───── Recorded data ─────

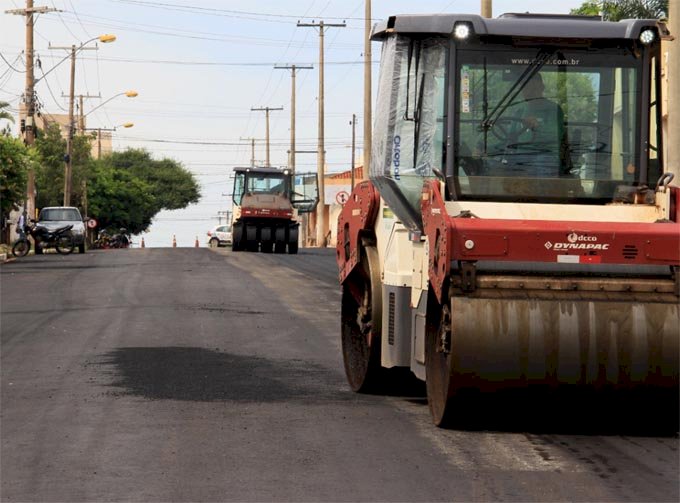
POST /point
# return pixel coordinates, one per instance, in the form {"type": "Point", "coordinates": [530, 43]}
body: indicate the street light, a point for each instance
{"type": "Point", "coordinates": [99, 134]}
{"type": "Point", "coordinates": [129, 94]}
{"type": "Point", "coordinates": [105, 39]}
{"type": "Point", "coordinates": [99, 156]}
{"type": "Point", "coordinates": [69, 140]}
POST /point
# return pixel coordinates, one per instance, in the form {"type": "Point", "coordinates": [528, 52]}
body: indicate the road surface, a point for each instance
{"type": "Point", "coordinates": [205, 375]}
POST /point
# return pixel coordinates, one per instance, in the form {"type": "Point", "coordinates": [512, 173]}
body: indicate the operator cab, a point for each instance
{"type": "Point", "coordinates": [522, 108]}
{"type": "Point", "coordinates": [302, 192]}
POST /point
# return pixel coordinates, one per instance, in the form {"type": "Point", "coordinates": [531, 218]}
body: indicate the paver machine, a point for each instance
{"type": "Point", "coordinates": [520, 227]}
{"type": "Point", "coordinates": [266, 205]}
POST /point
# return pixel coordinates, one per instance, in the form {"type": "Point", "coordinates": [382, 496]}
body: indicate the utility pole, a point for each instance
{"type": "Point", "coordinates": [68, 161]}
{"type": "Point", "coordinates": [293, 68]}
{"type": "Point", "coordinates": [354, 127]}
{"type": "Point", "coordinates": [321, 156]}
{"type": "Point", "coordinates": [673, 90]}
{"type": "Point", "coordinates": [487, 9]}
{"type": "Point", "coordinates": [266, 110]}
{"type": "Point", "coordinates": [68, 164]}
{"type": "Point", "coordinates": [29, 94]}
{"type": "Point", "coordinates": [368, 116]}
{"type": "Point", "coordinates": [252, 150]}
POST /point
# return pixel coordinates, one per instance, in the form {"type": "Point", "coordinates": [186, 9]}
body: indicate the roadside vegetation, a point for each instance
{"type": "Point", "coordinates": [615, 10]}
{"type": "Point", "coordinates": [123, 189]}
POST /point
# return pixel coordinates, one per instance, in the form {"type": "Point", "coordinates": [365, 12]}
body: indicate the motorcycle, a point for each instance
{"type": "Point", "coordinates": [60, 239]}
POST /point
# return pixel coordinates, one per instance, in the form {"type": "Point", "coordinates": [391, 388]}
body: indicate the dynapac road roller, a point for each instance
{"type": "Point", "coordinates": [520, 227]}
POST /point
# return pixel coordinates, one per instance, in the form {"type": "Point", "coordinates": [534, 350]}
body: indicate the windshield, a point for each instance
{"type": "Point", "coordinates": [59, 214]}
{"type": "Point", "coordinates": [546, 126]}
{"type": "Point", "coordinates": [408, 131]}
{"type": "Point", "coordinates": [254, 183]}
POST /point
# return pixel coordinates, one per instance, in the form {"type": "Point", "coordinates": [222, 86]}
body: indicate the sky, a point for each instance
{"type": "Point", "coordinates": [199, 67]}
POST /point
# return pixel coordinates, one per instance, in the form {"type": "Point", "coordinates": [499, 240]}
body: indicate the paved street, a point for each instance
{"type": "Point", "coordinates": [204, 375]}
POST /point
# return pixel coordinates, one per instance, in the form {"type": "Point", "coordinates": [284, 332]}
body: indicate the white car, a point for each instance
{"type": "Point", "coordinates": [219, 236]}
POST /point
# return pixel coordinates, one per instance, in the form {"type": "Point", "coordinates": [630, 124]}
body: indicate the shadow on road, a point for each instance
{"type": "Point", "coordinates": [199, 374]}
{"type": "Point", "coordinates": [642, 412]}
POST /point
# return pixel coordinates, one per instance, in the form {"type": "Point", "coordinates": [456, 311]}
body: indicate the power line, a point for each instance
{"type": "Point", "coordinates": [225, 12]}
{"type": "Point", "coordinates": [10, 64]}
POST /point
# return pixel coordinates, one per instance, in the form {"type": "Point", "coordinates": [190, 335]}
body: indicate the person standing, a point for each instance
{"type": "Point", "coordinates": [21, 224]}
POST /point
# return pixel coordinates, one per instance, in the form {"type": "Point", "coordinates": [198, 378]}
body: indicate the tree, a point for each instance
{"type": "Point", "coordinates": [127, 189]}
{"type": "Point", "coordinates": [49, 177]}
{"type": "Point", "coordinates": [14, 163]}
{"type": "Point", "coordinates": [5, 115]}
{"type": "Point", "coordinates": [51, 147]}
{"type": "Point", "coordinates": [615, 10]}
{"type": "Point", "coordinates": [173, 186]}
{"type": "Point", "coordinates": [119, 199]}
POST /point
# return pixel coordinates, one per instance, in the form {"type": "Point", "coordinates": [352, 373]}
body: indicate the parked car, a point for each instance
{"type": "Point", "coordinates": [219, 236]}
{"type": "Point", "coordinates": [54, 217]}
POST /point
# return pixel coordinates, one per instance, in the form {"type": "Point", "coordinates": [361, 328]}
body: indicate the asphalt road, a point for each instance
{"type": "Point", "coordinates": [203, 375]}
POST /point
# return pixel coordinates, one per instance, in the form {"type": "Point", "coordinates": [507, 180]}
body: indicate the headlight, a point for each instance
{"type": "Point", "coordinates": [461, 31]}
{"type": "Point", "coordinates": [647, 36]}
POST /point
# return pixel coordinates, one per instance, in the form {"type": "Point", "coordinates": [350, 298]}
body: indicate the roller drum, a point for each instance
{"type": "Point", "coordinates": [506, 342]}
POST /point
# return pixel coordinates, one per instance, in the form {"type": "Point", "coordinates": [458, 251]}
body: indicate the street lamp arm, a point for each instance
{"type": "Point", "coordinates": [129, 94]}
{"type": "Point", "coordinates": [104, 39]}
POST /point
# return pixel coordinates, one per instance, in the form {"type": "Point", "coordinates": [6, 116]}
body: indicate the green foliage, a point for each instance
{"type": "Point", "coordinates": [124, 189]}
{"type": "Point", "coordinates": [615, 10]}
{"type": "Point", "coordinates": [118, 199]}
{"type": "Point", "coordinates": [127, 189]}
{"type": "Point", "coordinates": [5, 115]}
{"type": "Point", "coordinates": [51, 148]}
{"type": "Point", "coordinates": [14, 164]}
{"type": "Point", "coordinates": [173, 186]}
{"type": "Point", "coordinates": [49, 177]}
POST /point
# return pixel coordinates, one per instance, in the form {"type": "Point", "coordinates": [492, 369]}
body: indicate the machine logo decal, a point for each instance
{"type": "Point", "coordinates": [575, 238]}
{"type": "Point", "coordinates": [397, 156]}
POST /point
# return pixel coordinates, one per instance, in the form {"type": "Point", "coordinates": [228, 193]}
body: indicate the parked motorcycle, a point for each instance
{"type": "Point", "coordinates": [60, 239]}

─────

> **What to produce**: Repeat the data above exactly, but not the pictures.

> **Task result**:
POST /point
# return pixel coordinates, one per instance, in the form {"type": "Point", "coordinates": [530, 43]}
body: indicate the street light, a point for each instance
{"type": "Point", "coordinates": [99, 134]}
{"type": "Point", "coordinates": [129, 94]}
{"type": "Point", "coordinates": [105, 39]}
{"type": "Point", "coordinates": [99, 156]}
{"type": "Point", "coordinates": [69, 140]}
POST /point
# return pixel coordinates, one per instance, in the form {"type": "Point", "coordinates": [528, 52]}
body: indicate the road surface, a point for each instance
{"type": "Point", "coordinates": [205, 375]}
POST /point
# return pixel coordinates, one per instance, in the form {"type": "Point", "coordinates": [512, 173]}
body: indicate the operator cab, a point for each instance
{"type": "Point", "coordinates": [522, 108]}
{"type": "Point", "coordinates": [302, 192]}
POST /point
# return pixel coordinates, one per instance, in the form {"type": "Point", "coordinates": [531, 218]}
body: indicate the paver machine, a point for each instance
{"type": "Point", "coordinates": [520, 227]}
{"type": "Point", "coordinates": [266, 205]}
POST /point
# return pixel coordinates, one per instance, in the form {"type": "Point", "coordinates": [382, 496]}
body: indicate the utility pole, a point for each instance
{"type": "Point", "coordinates": [68, 161]}
{"type": "Point", "coordinates": [293, 68]}
{"type": "Point", "coordinates": [354, 127]}
{"type": "Point", "coordinates": [321, 156]}
{"type": "Point", "coordinates": [673, 90]}
{"type": "Point", "coordinates": [487, 9]}
{"type": "Point", "coordinates": [266, 110]}
{"type": "Point", "coordinates": [68, 164]}
{"type": "Point", "coordinates": [29, 94]}
{"type": "Point", "coordinates": [368, 116]}
{"type": "Point", "coordinates": [252, 150]}
POST /point
# return pixel coordinates, one per instance, in the form {"type": "Point", "coordinates": [186, 9]}
body: indicate the roadside vegetation, a point for each instance
{"type": "Point", "coordinates": [615, 10]}
{"type": "Point", "coordinates": [123, 189]}
POST /point
# return pixel coordinates, one per instance, in the form {"type": "Point", "coordinates": [365, 12]}
body: indicate the motorcycle, a point for each instance
{"type": "Point", "coordinates": [60, 239]}
POST /point
# return pixel coordinates, one per instance, in the form {"type": "Point", "coordinates": [391, 388]}
body: indicate the dynapac road roller, a point for each instance
{"type": "Point", "coordinates": [520, 227]}
POST /point
# return pixel coordinates, one per instance, in the form {"type": "Point", "coordinates": [534, 350]}
body: indicate the windshield, a point for each instance
{"type": "Point", "coordinates": [59, 214]}
{"type": "Point", "coordinates": [546, 126]}
{"type": "Point", "coordinates": [408, 131]}
{"type": "Point", "coordinates": [254, 183]}
POST /point
# return pixel coordinates, one per instance, in the form {"type": "Point", "coordinates": [222, 86]}
body: indicate the sky, a point for each instance
{"type": "Point", "coordinates": [199, 67]}
POST /point
# return pixel coordinates, one per instance, in the form {"type": "Point", "coordinates": [499, 240]}
body: indicate the paved street, a point for each instance
{"type": "Point", "coordinates": [204, 375]}
POST /point
# return pixel coordinates, one per instance, in the form {"type": "Point", "coordinates": [284, 332]}
body: indicate the white car, a point for each instance
{"type": "Point", "coordinates": [219, 236]}
POST /point
# return pixel coordinates, one per instance, in the form {"type": "Point", "coordinates": [630, 124]}
body: indicate the shadow on road, a point for each instance
{"type": "Point", "coordinates": [199, 374]}
{"type": "Point", "coordinates": [642, 412]}
POST /point
# return pixel coordinates, one per instance, in the form {"type": "Point", "coordinates": [456, 311]}
body: indicate the power line, a point for each instance
{"type": "Point", "coordinates": [225, 12]}
{"type": "Point", "coordinates": [10, 64]}
POST /point
# return pixel coordinates, one per instance, in the form {"type": "Point", "coordinates": [190, 335]}
body: indicate the person standing, a point for each instance
{"type": "Point", "coordinates": [21, 224]}
POST /point
# return pixel coordinates, one per instance, in the form {"type": "Point", "coordinates": [198, 378]}
body: indicate the tree, a point for each instance
{"type": "Point", "coordinates": [127, 189]}
{"type": "Point", "coordinates": [49, 177]}
{"type": "Point", "coordinates": [14, 163]}
{"type": "Point", "coordinates": [5, 115]}
{"type": "Point", "coordinates": [51, 147]}
{"type": "Point", "coordinates": [615, 10]}
{"type": "Point", "coordinates": [173, 186]}
{"type": "Point", "coordinates": [119, 199]}
POST /point
# return pixel coordinates, one per instance, in the form {"type": "Point", "coordinates": [352, 373]}
body: indicate the parked car, a point for each instance
{"type": "Point", "coordinates": [219, 236]}
{"type": "Point", "coordinates": [54, 217]}
POST /point
# return pixel coordinates, one per instance, in the form {"type": "Point", "coordinates": [361, 328]}
body: indicate the asphalt road, a point for each instance
{"type": "Point", "coordinates": [203, 375]}
POST /point
# return pixel coordinates, one per instance, in the form {"type": "Point", "coordinates": [507, 180]}
body: indicate the headlight, a point for each instance
{"type": "Point", "coordinates": [461, 31]}
{"type": "Point", "coordinates": [647, 36]}
POST /point
# return pixel coordinates, one per instance, in the form {"type": "Point", "coordinates": [350, 298]}
body: indicate the roller drum, a point for each instance
{"type": "Point", "coordinates": [506, 342]}
POST /point
# return pixel coordinates, one per instance, in the form {"type": "Point", "coordinates": [458, 251]}
body: indicate the street lamp arm, a point for each instance
{"type": "Point", "coordinates": [129, 94]}
{"type": "Point", "coordinates": [104, 39]}
POST /point
# return pixel coordinates, one per instance, in the form {"type": "Point", "coordinates": [6, 116]}
body: indicate the green foliage, a point for each instance
{"type": "Point", "coordinates": [124, 189]}
{"type": "Point", "coordinates": [615, 10]}
{"type": "Point", "coordinates": [118, 199]}
{"type": "Point", "coordinates": [127, 189]}
{"type": "Point", "coordinates": [5, 115]}
{"type": "Point", "coordinates": [51, 148]}
{"type": "Point", "coordinates": [14, 164]}
{"type": "Point", "coordinates": [173, 186]}
{"type": "Point", "coordinates": [49, 177]}
POST /point
# return pixel coordinates, one per instance, in the form {"type": "Point", "coordinates": [492, 369]}
body: indicate the machine logo decal, a point for each instance
{"type": "Point", "coordinates": [575, 238]}
{"type": "Point", "coordinates": [397, 156]}
POST /point
# return pixel coordinates, one per instance, in the form {"type": "Point", "coordinates": [228, 193]}
body: indicate the parked motorcycle, a point for each instance
{"type": "Point", "coordinates": [60, 239]}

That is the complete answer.